Data supplied –
============================================================

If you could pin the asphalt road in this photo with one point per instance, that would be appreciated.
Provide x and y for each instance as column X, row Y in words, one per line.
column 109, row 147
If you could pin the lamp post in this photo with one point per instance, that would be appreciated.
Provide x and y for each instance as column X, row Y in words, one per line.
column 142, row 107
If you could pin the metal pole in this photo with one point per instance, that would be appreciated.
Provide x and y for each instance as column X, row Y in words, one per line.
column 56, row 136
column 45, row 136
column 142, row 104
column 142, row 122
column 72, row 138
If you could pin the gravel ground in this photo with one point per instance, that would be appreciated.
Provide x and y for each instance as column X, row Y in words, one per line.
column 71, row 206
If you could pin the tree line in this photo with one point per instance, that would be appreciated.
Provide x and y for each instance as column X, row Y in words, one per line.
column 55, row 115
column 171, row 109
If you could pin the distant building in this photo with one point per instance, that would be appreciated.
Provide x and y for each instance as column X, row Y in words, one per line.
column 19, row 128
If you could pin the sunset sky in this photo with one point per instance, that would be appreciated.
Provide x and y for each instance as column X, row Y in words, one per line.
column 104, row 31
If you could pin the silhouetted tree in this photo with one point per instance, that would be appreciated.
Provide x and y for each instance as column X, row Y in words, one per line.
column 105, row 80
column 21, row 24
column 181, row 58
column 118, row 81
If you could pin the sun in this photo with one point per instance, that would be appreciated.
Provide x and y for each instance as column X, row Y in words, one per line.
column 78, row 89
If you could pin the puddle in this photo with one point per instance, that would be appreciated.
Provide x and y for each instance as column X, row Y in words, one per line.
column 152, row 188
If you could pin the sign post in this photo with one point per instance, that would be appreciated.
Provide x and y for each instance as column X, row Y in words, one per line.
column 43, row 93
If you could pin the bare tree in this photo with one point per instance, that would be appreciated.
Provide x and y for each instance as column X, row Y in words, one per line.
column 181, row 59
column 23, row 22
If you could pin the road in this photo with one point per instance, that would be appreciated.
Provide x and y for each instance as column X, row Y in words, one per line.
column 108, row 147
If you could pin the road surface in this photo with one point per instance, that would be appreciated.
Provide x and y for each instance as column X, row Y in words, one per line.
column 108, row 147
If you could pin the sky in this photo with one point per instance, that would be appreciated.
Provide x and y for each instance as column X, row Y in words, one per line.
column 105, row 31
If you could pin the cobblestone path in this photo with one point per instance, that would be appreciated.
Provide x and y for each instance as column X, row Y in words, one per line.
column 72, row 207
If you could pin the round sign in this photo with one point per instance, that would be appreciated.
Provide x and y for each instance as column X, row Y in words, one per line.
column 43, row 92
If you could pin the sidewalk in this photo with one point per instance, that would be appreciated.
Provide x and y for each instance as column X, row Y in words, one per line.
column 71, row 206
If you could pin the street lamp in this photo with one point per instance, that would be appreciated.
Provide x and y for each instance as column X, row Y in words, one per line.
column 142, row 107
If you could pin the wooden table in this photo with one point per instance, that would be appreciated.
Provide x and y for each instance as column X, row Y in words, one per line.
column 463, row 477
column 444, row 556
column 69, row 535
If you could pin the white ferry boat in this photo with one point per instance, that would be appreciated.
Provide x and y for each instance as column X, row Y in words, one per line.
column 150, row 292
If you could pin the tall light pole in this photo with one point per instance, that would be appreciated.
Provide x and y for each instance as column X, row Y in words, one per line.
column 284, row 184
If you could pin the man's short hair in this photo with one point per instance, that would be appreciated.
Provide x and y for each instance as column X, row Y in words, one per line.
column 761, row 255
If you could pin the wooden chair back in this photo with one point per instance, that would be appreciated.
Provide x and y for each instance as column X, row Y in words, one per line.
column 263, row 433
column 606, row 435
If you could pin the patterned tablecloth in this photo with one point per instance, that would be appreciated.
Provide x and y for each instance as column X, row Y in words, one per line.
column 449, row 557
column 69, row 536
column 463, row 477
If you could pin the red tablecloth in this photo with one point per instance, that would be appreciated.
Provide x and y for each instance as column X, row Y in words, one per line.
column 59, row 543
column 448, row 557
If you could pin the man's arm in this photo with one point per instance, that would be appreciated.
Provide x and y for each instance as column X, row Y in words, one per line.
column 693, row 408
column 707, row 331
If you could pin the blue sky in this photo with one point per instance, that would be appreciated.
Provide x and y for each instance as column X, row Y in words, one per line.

============================================================

Work instructions – Rewrite all of the material above, putting "mark" in place of "pin" everywhere and changing nothing else.

Response below –
If you could mark the asphalt road in this photo with one point per instance, that would be appreciated.
Provide x and y for each instance as column X, row Y in words, one per line.
column 109, row 147
If you could mark the lamp post in this photo with one point per instance, that would be appreciated.
Provide x and y for each instance as column X, row Y in words, one per line.
column 142, row 107
If you could mark the metal pole in this photo with one point per instance, that would be appreciated.
Provide x and y for each instance as column X, row Y in words, one per line.
column 56, row 136
column 45, row 136
column 142, row 104
column 142, row 122
column 72, row 138
If you could mark the gravel ground in this photo with one point per instance, that would be appreciated.
Provide x and y for each instance as column X, row Y in words, one per line.
column 71, row 206
If you could mark the tree line in this photo with one point per instance, that would be appreciated.
Provide x and y for each instance as column X, row Y in words, one per line.
column 55, row 115
column 171, row 109
If you could mark the distant building in this photo with one point per instance, that would be appreciated.
Provide x and y for each instance as column X, row Y in words, one per line.
column 19, row 128
If you could mark the sunset sky in this photo with one point per instance, that would be appreciated.
Provide x and y for each instance as column X, row Y in words, one per line.
column 104, row 31
If you could mark the silhouetted tree in this photo with one point per instance, that would be appreciated.
Provide x and y for each instance as column X, row Y in words, one per line.
column 105, row 80
column 21, row 24
column 181, row 58
column 118, row 81
If you could mark the sun in this photo with one point per instance, that would be appreciated.
Provide x and y for each instance as column X, row Y in words, one per line.
column 78, row 89
If you could mark the puddle in this photo with one point per instance, that would be appreciated.
Provide x and y for each instance as column X, row Y in words, one per line.
column 152, row 188
If you could mark the sign post in this photo with one point per instance, that would be appreciated.
Provide x and y for each instance as column X, row Y in words, one per line.
column 43, row 93
If you could mark the bare tree in this photo with one point per instance, that would be appreciated.
Provide x and y for each instance as column X, row Y in words, one per line.
column 181, row 59
column 23, row 22
If you could mark the road in this photo with one point per instance, that would be appreciated.
Provide x and y for each instance as column X, row Y in words, one per line.
column 108, row 147
If you could mark the road surface in this photo with one point per instance, that would be appreciated.
Provide x and y for each instance as column X, row Y in words, one per line.
column 108, row 147
If you could mark the sky in this photo with one point per instance, that would be appreciated.
Provide x and y for each instance as column X, row Y in words, one per line.
column 105, row 31
If you could mark the cobblestone path in this photo with one point per instance, that would be appreciated.
Provide x and y for each instance as column X, row Y in words, one per line.
column 72, row 207
If you could mark the round sign in this photo with one point per instance, that would be appreciated.
Provide x and y for each instance as column X, row Y in words, one per line.
column 43, row 92
If you could mark the sidewalk in this photo with one point per instance, that would be appreciated.
Provide x and y for each instance as column X, row Y in words, one per line.
column 71, row 206
If you could mark the street lamp in this photo with one point per instance, that would be appreciated.
Provide x and y for each instance as column X, row Y in words, one per line.
column 142, row 107
If you could mark the wooden table in this photo with one point per instance, that would be appreciated.
Provide x and y for each instance as column X, row Y in words, one per line.
column 463, row 477
column 444, row 556
column 69, row 535
If you could mark the white ferry boat in this photo with one point per instance, that would be appreciated.
Provide x and y for each instance as column X, row Y in words, one per line.
column 150, row 292
If you could mark the tall light pole in this photo with one point per instance, that would be appreciated.
Provide x and y for each instance as column X, row Y in words, one per line.
column 284, row 184
If you could mark the man's short hair in this photo with one point per instance, that would be appreciated.
Provide x and y for each instance as column X, row Y in words, one per line.
column 761, row 255
If you could mark the wooden chair back in this photo with one point per instance, that would be appreciated.
Provide x and y for each instance as column X, row Y in words, one per line.
column 263, row 433
column 606, row 435
If you could mark the patterned tablecloth in this photo with one point per instance, that would be appreciated.
Provide x and y for each instance as column X, row Y in words, one per line.
column 449, row 557
column 69, row 536
column 463, row 477
If you could mark the red tablecloth in this photo with one point per instance, that would be appreciated.
Provide x and y for each instance as column X, row Y in words, one per line.
column 59, row 543
column 448, row 557
If you could mark the man's arm in this photo with one point per instance, that would be appreciated.
Provide x and y for each instance as column X, row Y in words, one per line.
column 693, row 408
column 707, row 331
If you could mark the blue sky in this photo with one point per instance, that would be appreciated.
Provide x and y for each instance as column X, row Y in words, one per line.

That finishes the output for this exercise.